◆ **Polecenie A**
Według tekstu o rozwodzie z winy obojga małżonków, w ciągu ilu dni druga strona ma się odnieść do doręczonego jej pozwu?
◆ **Polecenie B**
Napisz dalszy ciąg tekstu o rozwodzie z winy obojga małżonków, zaczynając od miejsca po jego ostatnim zdaniu.

◆ **Tekst do ćwiczenia**
════
W pozwie rozwodowym można także wnosić o orzeczenie rozwodu z orzeczeniem winy obojga. Jest to dość uczciwe podejście do kwestii rozstania. Jako pełnomocnik jednej ze stron mogę prowadzić rozmowy także z drugą stroną w celu ustalenia ostatecznej wersji pozwu. Strony podczas wywiadu w kancelarii wspólnie wskazują powody rozstania. Obie wyjaśniają, dlaczego się rozstają. Najczęściej jest to zwieńczone porozumieniem. Jako pełnomocnik jednej ze strony nie mogę wówczas działać jako mediator. Mediację prowadzę jedynie, gdy nie reprezentuję żadnej ze stron w postępowaniu przedsądowym lub sądowym. Nie ma takiej możliwości, żeby pełnomocnik reprezentował obie strony, może jednak uczestniczyć w rozmowach i ustalać warunki rozwodu w imieniu swojego klienta i w obecności obojga. W sytuacji, gdy małżonkowie wnoszą o orzeczenie rozwodu z winy obojga, dla bezpieczeństwa klienta spisuję treść takiego porozumienia, które następnie jest załączane do pozwu. Zapobiega to ewentualnej zmianie decyzji współmałżonka, który w rezultacie może odmówić zgody na orzeczenie rozwodu także z jego winy. Po złożeniu pozwu, Sąd doręcza drugiej stronie pozew i zobowiązuje ją do ustosunkowania się do treści w ciągu 14 dni. Zmiana jego stanowiska po podpisaniu porozumienia działa na jego niekorzyść i wskazuje na złe intencje, dlatego po podpisaniu porozumienia małżonkowie nie powinni już zmieniać stanowiska.
════
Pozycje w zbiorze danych
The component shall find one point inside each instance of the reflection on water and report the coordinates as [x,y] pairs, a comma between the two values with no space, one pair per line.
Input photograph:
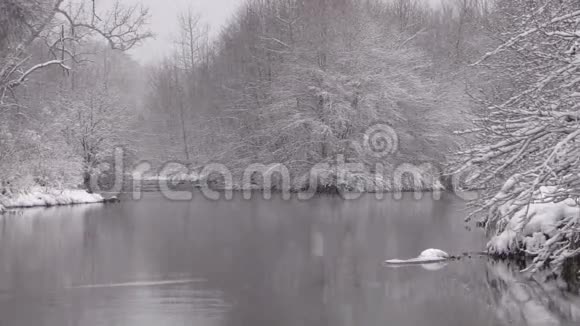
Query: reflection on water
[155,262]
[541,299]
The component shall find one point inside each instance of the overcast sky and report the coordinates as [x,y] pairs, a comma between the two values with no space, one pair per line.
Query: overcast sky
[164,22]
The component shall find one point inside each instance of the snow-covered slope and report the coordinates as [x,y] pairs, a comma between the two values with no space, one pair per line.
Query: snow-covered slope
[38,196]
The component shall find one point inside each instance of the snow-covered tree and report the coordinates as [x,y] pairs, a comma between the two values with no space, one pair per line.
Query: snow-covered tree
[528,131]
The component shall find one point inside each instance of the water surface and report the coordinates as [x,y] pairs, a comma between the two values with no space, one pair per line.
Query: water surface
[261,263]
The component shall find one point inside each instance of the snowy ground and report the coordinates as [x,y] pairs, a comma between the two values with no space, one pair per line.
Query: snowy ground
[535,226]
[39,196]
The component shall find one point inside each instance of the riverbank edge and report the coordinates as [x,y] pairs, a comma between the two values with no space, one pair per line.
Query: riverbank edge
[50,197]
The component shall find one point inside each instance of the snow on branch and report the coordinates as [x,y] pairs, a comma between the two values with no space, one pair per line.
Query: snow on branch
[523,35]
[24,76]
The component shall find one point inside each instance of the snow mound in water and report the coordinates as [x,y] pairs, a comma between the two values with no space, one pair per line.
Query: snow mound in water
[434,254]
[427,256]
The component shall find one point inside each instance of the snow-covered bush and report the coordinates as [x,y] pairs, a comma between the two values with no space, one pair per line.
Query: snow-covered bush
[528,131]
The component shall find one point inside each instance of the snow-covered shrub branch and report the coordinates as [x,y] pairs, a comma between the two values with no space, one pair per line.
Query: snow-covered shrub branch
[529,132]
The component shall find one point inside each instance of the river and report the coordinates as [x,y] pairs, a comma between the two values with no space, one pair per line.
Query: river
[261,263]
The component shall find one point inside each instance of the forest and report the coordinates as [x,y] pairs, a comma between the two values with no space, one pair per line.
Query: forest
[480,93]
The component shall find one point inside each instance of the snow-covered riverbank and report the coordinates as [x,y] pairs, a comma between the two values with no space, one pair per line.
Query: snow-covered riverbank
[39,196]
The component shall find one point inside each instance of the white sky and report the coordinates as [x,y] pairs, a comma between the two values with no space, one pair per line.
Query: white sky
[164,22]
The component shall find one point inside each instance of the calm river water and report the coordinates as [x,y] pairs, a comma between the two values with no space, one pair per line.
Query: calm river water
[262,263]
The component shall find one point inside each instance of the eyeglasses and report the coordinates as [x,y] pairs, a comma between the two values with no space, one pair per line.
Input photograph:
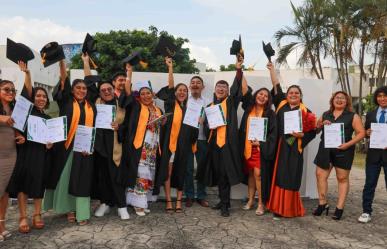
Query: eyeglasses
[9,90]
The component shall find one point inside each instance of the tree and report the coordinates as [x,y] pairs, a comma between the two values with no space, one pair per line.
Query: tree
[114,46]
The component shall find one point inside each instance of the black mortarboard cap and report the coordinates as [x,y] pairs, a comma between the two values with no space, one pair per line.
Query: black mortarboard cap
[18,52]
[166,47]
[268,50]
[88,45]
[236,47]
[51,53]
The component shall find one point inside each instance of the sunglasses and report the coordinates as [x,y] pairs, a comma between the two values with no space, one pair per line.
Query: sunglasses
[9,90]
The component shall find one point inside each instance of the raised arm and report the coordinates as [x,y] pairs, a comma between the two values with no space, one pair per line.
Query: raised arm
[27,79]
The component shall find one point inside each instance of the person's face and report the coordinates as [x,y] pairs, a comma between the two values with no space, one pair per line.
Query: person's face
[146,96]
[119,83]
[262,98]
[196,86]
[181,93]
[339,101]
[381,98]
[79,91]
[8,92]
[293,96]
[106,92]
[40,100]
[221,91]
════
◆ **Odpowiedź pisemna A**
W ciągu 14 dni.

◆ **Odpowiedź pisemna B**
W najtrudniejszych sprawach, czyli przy pozwach z orzeczeniem wyłącznej winy jednego z małżonków, kwestia winy musi być kompleksowo opisana i udowodniona. Nie wystarczą same twierdzenia, lecz musimy załączyć także stosowne dowody na ich poparcie. Dowodami zdrady mogą być zeznania świadków, raporty detektywistyczne, zdjęcia, w skrajnych przypadkach nagrania i prywatne wiadomości – choć tu zwracam uwagę na fakt, że dowodami pozyskanymi nielegalnie co do zasady nie można się posługiwać w procesie, choć są od tego liczne wyjątki. Szerzej o tym w artykule zatytułowanym: WYKORZYSTANIE NAGRAŃ JAKO DOWODÓW W SPRAWIE ROZWODOWEJ.
Powody rozwodu są różne i zindywidualizowane. W uzasadnieniu można wskazać na bałaganiarstwo współmałżonka, częste prowokowanie kłótni w kwestiach organizacji życia rodzinnego, sprzątania, gotowania, brak zainteresowania współżyciem seksualnym, brak pomocy w wychowaniu dzieci, można wskazać na uzależnienia od narkotyków, alkoholu, gier, sexu, intymne relacje z innymi osobami, flirt, nadmierne uzależnienie od opinii innych osób, w tym np. opinii teściowej, prowokowanie kłótni, wybuchowość, nietolerancję, brak akceptacji znajomych małżonka, brak troski, introwertyczny lub nadmiernie ekstrawertyczny charakter, zaburzenia psychiczne, niezapewnianie rozrywek, oschłość, wulgarne zwracanie się do współmałżonka, wykorzystywanie seksualne, znęcanie się nad rodziną, wybuchowy, agresywny charakter, odwrócenie się od wcześniej wyznawanych wartości, zmianę osobowości, dewiacje, nadmierną religijność, hazard, kompulsywne wydawanie pieniędzy itp.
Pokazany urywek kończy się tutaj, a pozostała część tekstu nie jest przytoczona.